▶ **PAGE**:
+ + +

The dark web is a growing concern here in the Middle East. In the past years, it has redefined the art of hacking and expanded the range of threats that organisations need to tackle.

Many get the terms “deep web” and “dark web” confused; however, they are very two distinctive things. The deep web is the entire portion of the web that is not accessible by conventional search engines. It is not indexed like the rest of the internet, so people are not able to access it easily. Some say this makes up 99 percent of the entire internet. The dark web on the other hand is a smaller portion of the deep web, consisting of certain websites within the deep web that are linked to criminal activity and illegal marketplaces.

To access the dark web users will need an anonymous browser, such as The Onion Router (TOR), to access it as it is typically used to trade illicit goods such as weapons and drugs. TOR aims to conceal its users’ identities and their online activity from surveillance and traffic analysis by separating identification and routing. Using the dark web, cyber criminals can sell malware, credit card dumps, stolen credentials, access to an organization’s systems, etc.

+ + +

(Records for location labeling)
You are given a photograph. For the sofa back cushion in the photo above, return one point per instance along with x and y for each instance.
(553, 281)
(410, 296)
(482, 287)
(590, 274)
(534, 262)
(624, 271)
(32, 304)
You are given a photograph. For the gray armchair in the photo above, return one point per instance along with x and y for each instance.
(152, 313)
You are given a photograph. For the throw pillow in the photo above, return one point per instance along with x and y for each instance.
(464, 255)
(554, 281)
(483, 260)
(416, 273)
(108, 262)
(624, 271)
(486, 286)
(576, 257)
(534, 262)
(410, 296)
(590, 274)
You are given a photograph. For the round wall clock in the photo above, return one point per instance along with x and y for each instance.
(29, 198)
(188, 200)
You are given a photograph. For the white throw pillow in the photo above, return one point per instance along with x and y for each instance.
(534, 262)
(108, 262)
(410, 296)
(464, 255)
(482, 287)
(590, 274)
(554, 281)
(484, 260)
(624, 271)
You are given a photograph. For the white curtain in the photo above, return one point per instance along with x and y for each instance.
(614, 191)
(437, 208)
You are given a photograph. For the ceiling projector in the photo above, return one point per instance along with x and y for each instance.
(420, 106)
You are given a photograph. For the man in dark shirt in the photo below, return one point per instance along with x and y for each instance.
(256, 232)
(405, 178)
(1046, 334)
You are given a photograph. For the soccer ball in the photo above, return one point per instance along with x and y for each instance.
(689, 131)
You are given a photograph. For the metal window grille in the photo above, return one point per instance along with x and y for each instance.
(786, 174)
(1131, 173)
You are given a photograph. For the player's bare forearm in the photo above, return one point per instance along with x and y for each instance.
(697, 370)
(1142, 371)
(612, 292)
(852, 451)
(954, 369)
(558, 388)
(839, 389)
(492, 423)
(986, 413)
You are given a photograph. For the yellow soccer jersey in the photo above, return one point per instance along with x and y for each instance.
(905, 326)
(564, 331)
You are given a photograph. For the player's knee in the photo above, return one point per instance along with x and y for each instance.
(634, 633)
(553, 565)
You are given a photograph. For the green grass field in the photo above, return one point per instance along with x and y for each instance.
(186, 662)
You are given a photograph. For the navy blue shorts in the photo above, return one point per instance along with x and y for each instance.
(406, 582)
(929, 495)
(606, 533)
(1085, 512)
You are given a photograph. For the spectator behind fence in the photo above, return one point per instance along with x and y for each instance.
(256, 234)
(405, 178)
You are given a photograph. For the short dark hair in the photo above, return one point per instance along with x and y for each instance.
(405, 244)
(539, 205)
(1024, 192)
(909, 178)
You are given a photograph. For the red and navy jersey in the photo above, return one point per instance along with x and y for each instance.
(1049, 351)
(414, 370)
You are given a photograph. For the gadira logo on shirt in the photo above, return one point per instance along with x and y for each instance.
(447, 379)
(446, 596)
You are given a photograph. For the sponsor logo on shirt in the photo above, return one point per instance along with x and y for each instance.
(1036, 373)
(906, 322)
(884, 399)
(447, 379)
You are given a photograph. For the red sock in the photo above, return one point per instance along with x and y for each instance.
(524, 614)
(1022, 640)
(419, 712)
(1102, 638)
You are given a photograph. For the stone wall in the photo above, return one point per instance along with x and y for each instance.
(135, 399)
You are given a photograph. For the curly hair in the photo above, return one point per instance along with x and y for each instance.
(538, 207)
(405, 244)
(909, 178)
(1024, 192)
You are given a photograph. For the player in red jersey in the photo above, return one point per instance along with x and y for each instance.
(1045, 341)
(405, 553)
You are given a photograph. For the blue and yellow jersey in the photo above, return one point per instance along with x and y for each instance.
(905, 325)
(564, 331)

+ + +

▶ **TO BE DONE**:
- A) In the dark web passage, what anonymous browser is given as an example for reaching the dark web?
- B) Resume the dark web passage, picking up right after its final sentence.

▶ **SOLVED PROBLEMS**:
- A) The Onion Router (TOR).

- B)
Most hackers and criminal groups can communicate on the dark web without any fear of interception. This means it’s possible for them to share best practices and new techniques that can be used to compromise sensitive data of organisations’ networks without getting caught. Even more, since organisations are not equipped enough to intercept communication on the dark web, its often difficult to find out if their data has been compromised.

To give you an example of the damage the dark web can have on an organization, in 2017, Amazon.com was targeted by sophisticated criminals operating from the dark web. Hackers gained access to third party seller accounts before distributing their data on the dark web. The criminals modified the seller’s Amazon account details to direct payments to hacker-controlled bank accounts. Some sellers lost more than $100,000 of revenue before Amazon detected the compromise.

How to combat cyberattacks on the dark web

It is crucial for organisations to outsmart the cyber criminals using the dark web. Here’s where to start:

Monitoring: Organisations must ensure that their IT team is monitoring as many segments of the dark web as possible. The threats should be monitored across multiple cybercrime zones to understand if any employee or customer data is being actively traded on the dark web.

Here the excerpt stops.